(INSTRUCTIONS FOR THE TASK): The lines to extract start at the one containing "In this exercise you will locate the dark" and end with the last line; give them exactly and nothing more.

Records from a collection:
[start]
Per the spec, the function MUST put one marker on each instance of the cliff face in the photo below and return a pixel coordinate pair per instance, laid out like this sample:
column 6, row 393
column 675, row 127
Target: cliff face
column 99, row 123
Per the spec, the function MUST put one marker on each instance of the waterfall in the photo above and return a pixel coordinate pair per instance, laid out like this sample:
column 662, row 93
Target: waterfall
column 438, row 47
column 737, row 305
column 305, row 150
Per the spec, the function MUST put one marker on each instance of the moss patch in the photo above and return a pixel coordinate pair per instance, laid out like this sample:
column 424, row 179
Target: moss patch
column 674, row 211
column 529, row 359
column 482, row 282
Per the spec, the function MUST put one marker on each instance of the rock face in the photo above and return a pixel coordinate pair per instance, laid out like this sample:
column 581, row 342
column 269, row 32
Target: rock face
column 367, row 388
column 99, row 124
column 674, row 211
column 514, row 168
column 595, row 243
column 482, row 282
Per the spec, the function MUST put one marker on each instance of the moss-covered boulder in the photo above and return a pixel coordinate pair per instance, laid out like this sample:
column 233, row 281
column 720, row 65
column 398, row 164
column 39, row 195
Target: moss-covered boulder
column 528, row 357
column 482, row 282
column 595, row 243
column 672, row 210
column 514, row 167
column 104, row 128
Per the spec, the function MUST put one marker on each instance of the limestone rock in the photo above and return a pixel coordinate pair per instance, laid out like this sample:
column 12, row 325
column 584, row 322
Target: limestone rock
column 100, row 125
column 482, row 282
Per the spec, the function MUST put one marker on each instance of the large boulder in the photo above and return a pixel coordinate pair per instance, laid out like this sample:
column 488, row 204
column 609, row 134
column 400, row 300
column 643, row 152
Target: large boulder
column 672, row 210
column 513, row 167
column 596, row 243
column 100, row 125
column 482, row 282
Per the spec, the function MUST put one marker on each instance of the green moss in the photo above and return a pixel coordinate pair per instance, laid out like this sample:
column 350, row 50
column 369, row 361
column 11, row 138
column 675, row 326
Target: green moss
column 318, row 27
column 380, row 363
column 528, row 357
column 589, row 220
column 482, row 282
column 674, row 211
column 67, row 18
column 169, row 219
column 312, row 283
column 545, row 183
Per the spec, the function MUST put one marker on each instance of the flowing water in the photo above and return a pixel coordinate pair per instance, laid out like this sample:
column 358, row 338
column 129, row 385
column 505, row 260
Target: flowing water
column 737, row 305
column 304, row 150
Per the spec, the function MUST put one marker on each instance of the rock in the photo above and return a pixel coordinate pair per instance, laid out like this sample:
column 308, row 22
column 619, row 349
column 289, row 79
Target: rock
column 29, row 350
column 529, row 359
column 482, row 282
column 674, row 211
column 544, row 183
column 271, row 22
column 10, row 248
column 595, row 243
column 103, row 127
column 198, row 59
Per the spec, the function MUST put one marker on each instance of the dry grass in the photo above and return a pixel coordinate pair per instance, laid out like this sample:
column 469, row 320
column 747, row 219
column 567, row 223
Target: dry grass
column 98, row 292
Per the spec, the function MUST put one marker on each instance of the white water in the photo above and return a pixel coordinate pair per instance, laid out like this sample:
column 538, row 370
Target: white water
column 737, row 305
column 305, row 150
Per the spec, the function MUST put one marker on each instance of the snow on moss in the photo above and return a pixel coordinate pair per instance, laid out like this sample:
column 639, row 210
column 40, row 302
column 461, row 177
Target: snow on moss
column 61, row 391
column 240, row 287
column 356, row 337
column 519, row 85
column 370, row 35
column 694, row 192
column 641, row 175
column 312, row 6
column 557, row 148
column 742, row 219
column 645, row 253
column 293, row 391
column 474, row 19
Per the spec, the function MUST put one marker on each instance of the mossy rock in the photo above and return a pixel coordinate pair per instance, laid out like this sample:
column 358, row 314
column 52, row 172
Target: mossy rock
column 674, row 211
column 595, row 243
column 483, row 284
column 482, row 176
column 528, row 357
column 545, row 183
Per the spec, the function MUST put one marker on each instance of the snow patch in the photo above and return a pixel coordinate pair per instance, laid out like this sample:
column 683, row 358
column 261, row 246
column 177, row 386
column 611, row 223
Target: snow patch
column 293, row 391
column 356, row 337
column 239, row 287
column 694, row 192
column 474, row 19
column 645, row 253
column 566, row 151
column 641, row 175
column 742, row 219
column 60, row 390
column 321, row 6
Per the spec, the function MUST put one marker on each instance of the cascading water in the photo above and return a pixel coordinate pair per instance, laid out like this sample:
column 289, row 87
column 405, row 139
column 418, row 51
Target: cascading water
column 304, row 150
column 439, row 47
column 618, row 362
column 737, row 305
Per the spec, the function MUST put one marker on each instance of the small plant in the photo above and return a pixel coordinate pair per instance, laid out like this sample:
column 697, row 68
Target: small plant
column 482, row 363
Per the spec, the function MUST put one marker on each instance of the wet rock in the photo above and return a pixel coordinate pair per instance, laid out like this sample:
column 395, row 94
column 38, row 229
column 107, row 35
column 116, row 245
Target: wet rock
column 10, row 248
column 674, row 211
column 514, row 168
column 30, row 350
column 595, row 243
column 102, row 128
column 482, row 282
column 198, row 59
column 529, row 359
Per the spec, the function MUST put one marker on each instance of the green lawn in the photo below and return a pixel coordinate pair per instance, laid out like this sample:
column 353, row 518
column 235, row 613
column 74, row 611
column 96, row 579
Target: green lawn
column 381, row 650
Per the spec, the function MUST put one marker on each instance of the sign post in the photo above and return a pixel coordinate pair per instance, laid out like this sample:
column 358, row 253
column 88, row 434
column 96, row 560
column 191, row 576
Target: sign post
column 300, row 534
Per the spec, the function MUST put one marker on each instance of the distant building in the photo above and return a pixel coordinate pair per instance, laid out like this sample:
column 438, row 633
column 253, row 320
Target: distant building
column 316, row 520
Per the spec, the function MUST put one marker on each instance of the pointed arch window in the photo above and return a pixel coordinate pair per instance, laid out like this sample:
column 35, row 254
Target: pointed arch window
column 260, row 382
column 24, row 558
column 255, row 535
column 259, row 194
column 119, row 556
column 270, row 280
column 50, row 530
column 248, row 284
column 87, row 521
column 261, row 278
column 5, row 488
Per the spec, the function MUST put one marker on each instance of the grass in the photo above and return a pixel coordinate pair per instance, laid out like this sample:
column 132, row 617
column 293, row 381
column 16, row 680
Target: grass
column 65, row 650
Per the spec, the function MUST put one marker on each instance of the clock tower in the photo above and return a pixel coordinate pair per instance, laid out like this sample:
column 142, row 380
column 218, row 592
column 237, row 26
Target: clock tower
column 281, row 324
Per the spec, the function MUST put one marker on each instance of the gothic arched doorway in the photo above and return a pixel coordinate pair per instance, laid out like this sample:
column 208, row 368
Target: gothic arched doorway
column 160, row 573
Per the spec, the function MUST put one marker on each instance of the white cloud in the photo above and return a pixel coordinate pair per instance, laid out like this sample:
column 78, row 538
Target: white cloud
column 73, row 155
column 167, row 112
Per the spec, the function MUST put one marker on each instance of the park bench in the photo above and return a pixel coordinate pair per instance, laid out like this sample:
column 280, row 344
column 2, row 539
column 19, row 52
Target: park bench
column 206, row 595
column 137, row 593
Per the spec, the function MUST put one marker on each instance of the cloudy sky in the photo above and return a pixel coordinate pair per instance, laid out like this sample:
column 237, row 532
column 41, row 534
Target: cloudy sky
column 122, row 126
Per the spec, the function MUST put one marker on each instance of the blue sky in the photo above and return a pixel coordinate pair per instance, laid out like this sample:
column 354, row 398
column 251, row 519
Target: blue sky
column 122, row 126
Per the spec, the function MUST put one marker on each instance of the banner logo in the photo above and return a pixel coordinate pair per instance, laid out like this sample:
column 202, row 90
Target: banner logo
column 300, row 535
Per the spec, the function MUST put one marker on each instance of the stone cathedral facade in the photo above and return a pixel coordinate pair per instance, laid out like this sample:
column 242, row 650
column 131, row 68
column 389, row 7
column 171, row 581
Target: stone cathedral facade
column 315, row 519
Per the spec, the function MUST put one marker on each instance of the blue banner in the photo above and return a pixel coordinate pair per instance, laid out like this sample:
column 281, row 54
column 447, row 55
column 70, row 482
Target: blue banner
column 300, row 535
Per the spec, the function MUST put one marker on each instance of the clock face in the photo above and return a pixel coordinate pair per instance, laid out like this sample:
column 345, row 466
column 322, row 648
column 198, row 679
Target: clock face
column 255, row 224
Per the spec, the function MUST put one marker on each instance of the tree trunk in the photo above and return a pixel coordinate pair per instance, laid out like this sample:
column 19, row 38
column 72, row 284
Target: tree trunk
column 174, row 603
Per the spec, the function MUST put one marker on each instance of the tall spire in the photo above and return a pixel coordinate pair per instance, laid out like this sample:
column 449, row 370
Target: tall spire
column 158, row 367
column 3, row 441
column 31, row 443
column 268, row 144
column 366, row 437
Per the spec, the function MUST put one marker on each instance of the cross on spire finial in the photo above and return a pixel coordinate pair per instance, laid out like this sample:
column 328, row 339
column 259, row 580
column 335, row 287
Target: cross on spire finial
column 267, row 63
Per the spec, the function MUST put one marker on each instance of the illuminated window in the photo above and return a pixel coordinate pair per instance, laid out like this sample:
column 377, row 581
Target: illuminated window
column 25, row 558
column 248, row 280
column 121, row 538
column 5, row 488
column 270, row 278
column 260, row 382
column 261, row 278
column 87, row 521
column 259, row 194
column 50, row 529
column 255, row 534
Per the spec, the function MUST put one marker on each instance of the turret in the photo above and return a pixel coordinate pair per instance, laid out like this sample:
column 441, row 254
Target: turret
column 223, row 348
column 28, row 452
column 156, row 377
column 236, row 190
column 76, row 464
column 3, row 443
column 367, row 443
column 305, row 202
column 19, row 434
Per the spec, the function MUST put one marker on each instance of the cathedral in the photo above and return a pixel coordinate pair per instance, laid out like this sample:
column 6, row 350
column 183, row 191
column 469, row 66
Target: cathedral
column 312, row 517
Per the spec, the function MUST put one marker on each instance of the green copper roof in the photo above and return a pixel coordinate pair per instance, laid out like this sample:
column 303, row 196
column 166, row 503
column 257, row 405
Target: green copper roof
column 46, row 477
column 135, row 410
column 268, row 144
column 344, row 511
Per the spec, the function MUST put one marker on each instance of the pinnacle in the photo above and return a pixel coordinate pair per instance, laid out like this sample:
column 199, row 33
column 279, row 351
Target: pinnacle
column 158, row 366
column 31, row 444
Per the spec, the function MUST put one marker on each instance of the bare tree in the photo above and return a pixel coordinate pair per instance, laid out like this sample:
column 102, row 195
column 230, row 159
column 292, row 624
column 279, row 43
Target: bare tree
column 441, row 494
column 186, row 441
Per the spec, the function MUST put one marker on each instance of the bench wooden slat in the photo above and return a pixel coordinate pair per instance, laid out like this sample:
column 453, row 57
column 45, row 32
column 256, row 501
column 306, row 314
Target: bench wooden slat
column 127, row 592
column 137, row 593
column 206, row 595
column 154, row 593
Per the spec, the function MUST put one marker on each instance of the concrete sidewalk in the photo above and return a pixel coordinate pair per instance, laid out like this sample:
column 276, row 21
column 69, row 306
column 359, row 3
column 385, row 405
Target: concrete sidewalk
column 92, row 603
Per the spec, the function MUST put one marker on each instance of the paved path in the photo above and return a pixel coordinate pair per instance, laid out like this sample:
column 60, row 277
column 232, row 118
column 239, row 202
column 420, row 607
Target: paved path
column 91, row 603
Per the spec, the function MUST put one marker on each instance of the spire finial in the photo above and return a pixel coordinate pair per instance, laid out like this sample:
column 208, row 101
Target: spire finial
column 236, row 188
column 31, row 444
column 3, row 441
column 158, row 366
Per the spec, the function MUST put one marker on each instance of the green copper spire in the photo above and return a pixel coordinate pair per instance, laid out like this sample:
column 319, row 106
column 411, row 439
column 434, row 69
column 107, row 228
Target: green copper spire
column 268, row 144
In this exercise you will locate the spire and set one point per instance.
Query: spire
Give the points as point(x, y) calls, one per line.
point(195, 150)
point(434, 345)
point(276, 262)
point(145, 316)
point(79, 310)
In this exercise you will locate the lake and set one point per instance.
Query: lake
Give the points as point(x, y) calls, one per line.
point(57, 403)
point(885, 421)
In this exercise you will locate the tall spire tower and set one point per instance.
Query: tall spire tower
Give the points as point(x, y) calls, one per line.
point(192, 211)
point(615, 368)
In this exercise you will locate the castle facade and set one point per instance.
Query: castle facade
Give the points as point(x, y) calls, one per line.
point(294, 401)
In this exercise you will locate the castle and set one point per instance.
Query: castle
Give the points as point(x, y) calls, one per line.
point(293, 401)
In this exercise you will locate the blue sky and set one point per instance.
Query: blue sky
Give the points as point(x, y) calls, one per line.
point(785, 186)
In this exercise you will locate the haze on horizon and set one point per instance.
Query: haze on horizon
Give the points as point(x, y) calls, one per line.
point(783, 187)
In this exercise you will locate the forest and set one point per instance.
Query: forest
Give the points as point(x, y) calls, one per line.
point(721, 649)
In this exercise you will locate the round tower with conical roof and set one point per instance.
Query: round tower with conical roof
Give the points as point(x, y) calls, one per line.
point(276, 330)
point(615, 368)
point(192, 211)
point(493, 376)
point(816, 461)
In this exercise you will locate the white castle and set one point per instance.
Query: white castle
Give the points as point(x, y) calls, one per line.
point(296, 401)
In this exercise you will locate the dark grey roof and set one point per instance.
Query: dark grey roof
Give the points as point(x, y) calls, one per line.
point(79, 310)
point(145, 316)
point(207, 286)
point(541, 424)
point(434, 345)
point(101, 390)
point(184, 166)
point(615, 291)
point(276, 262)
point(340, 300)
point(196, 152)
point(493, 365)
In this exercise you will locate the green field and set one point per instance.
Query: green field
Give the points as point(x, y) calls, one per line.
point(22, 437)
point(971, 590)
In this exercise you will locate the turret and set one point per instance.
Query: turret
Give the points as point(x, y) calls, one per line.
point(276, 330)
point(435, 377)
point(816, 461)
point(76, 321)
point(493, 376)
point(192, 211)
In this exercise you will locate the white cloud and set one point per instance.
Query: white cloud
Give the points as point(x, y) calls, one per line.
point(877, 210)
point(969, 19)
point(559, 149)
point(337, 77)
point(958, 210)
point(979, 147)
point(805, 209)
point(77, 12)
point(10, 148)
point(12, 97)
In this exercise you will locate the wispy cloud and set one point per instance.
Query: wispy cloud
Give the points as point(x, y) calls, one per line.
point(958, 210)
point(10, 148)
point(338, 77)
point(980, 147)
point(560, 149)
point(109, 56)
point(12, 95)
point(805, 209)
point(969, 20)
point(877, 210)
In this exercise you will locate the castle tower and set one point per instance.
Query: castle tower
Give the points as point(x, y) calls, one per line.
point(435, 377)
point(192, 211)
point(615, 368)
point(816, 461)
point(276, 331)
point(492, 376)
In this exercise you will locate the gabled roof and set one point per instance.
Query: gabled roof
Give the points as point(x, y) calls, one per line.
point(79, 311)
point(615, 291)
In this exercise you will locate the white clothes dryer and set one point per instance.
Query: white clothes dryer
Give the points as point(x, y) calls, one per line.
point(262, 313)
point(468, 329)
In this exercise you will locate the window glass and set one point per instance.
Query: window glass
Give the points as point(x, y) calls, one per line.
[end]
(FINAL ANSWER):
In this exercise you will locate the dark grey roof and set one point per instance.
Query: dark grey roof
Give the points as point(x, y) calls, one per line.
point(79, 310)
point(145, 316)
point(207, 286)
point(541, 424)
point(434, 345)
point(101, 390)
point(184, 166)
point(615, 291)
point(276, 262)
point(340, 300)
point(196, 152)
point(493, 365)
In this exercise you will locate the green field and set one point per instance.
Query: green field
Give the points as point(x, y) calls, one per line.
point(22, 437)
point(971, 590)
In this exercise you will locate the turret and set one point per instance.
Query: turret
Give the points as point(x, y) calls, one per line.
point(276, 330)
point(435, 377)
point(816, 461)
point(76, 321)
point(493, 376)
point(192, 211)
In this exercise you will locate the white cloud and set one point per instance.
Query: white cloud
Give the points as point(x, y) calls, one per line.
point(877, 210)
point(969, 19)
point(559, 149)
point(337, 77)
point(958, 210)
point(979, 147)
point(805, 209)
point(77, 12)
point(10, 148)
point(12, 97)
In this exercise you will locate the wispy cloud and set one point per instance.
Query: wispy cloud
Give the points as point(x, y) calls, one per line.
point(958, 210)
point(10, 148)
point(338, 77)
point(980, 147)
point(560, 149)
point(109, 56)
point(12, 95)
point(805, 209)
point(969, 20)
point(877, 210)
In this exercise you will locate the castle tower and set one point per instance.
Query: castle tower
Give the points as point(x, y) calls, one per line.
point(435, 377)
point(192, 211)
point(615, 368)
point(816, 461)
point(276, 331)
point(492, 376)
In this exercise you will locate the gabled roof and set one point per instance.
Query: gabled roof
Give the points as point(x, y) calls, one per line.
point(79, 311)
point(615, 291)
In this exercise you will locate the white clothes dryer and set one point per instance.
Query: white clothes dryer
Give the points as point(x, y) calls, one per line.
point(262, 313)
point(468, 329)
In this exercise you will locate the window glass and set one point per instance.
Query: window glass
Give the points as point(x, y) calls, one per line.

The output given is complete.